» EXERCISE DESCRIPTION
Write the entries below out again in full. Match every character.

» RECORD SET
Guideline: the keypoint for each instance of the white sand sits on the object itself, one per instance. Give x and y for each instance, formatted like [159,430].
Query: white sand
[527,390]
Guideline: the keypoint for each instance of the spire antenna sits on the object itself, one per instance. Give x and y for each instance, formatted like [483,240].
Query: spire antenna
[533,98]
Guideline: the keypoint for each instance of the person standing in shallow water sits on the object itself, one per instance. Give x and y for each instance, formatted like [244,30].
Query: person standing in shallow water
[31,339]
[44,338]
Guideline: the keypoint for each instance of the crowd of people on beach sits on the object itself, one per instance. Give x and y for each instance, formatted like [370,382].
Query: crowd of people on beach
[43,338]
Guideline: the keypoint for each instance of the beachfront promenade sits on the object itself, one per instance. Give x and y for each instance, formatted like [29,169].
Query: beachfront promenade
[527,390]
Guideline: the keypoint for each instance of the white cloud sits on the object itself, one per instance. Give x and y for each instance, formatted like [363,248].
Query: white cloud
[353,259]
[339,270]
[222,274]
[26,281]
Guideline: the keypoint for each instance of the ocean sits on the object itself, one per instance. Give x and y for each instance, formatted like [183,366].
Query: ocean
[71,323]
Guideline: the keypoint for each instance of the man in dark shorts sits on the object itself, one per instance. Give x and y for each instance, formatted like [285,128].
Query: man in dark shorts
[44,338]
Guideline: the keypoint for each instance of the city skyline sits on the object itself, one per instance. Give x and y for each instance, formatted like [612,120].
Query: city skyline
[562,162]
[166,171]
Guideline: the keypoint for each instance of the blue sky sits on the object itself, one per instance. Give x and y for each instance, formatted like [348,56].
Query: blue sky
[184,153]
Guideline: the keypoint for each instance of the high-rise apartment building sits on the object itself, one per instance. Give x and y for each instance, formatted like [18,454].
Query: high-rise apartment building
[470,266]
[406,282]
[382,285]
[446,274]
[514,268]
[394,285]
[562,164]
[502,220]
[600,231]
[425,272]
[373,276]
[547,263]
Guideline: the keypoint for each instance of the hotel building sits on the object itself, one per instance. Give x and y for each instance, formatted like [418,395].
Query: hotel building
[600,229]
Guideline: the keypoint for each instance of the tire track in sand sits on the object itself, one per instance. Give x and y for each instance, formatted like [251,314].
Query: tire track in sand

» WRITTEN SOLUTION
Guideline: the keypoint for each instance of the white sand sits on the object itself, one per instance. Give x and y for each instance, formatted like [159,430].
Query: white sand
[527,390]
Guideline: the keypoint for each instance of the spire antenna sits on the object itself, one per instance. Give x and y for each instance, formatted like [483,240].
Query: spire antenna
[533,98]
Guideline: the keypoint for each instance of the person standing in shallow water sits on the object itself, one per instance. Give x and y for each instance, formatted like [244,30].
Query: person standing in shallow water
[31,339]
[44,338]
Guideline: the keypoint for each instance of the crowd of people on beach sits on the object itself, one per instance. Give x and y for each instance, formatted like [370,382].
Query: crowd of people on beach
[43,338]
Guideline: the keypoint for each instance of the beachfront promenade sits on the object itself, one per instance. Give x and y for each instance, formatted like [29,169].
Query: beachfront promenade
[527,390]
Guideline: the keypoint for each instance of the white cloud sits on the object itself, one per instance. Give x and y for each instance, formatted like [363,248].
Query: white cloud
[353,259]
[339,270]
[222,274]
[26,281]
Guideline: the keypoint for each instance of the ocean sits on the object itself, one per instance. Give x and y for each instance, formatted like [183,366].
Query: ocean
[71,323]
Guideline: the keypoint for each instance of the man in dark shorts sits on the object itself, one per instance. Give x and y for each instance, formatted like [285,128].
Query: man in dark shorts
[44,338]
Guideline: the keypoint for each instance of the city skyline sits on the object itself, one per instance. Give x and y for each instance, formatted like [612,120].
Query: city skyline
[562,162]
[166,171]
Guideline: the keypoint for each instance of the blue sky sits on the object itself, one per instance. Give x and y for each instance, formatted like [348,56].
Query: blue sky
[184,153]
Guideline: the keypoint for each instance of the high-rise apartment building sits on the object itself, one per instance. Give x and y for each instance, formatted like [18,454].
Query: high-rise apartment building
[470,266]
[406,282]
[382,285]
[446,274]
[514,268]
[394,285]
[562,164]
[502,220]
[600,231]
[425,272]
[373,276]
[547,263]
Guideline: the keypoint for each instance of the hotel building sits on the object itself, one per instance. Give x and y for each instance, formatted like [418,395].
Query: hotel building
[600,229]
Guideline: the keypoint for each instance of the tire track in sand sits on the object itself, one per instance. Give x and y for each instance, formatted like [251,314].
Query: tire track in sand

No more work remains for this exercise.